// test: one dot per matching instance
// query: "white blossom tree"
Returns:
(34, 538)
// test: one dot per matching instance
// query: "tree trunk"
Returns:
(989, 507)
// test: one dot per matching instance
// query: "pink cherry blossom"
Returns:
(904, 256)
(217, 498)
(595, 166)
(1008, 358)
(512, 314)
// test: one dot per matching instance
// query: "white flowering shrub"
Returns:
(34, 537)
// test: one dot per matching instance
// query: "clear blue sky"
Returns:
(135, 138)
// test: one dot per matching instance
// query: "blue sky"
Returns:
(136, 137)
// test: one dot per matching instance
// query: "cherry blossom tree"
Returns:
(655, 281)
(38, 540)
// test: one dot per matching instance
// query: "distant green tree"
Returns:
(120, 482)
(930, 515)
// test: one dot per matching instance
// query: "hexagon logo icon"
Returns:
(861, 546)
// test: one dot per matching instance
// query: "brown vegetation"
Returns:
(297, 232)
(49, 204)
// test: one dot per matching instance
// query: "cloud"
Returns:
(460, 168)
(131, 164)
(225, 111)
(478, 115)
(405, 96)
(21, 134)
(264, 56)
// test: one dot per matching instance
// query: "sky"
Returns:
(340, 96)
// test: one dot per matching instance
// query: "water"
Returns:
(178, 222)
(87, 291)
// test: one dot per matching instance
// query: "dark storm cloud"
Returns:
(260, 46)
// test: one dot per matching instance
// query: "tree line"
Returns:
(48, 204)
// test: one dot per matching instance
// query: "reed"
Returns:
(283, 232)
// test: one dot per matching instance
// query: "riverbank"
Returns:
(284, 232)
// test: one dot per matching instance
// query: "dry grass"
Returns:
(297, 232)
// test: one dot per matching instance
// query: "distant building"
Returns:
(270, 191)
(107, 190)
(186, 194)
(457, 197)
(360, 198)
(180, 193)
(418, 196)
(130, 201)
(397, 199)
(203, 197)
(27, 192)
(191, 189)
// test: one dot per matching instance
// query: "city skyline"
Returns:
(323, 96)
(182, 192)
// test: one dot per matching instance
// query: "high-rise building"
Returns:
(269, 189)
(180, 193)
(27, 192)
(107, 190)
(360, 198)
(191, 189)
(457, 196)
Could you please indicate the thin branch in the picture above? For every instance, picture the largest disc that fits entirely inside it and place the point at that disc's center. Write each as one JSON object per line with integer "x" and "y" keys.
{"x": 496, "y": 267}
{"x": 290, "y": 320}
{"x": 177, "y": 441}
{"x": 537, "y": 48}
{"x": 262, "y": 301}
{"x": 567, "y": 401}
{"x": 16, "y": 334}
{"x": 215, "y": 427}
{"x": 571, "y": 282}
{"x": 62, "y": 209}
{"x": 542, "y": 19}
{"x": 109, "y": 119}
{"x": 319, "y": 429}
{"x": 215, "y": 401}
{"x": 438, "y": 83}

◇ ◇ ◇ ◇ ◇ ◇ ◇

WHAT THE EXERCISE ASKS >> Output the line holding "Could you please", then every later line through the end of the records above, exactly as given and nothing else.

IN RESPONSE >>
Could you please indicate the thin branch in the picture above? For every instance, picture the largest disc that fits entirely inside it and place the point at that disc's center. Write each as one JSON object per line with integer "x" and "y" keys.
{"x": 496, "y": 267}
{"x": 290, "y": 320}
{"x": 177, "y": 441}
{"x": 537, "y": 48}
{"x": 262, "y": 301}
{"x": 567, "y": 401}
{"x": 16, "y": 334}
{"x": 215, "y": 427}
{"x": 571, "y": 282}
{"x": 62, "y": 209}
{"x": 542, "y": 19}
{"x": 109, "y": 119}
{"x": 319, "y": 429}
{"x": 215, "y": 401}
{"x": 438, "y": 83}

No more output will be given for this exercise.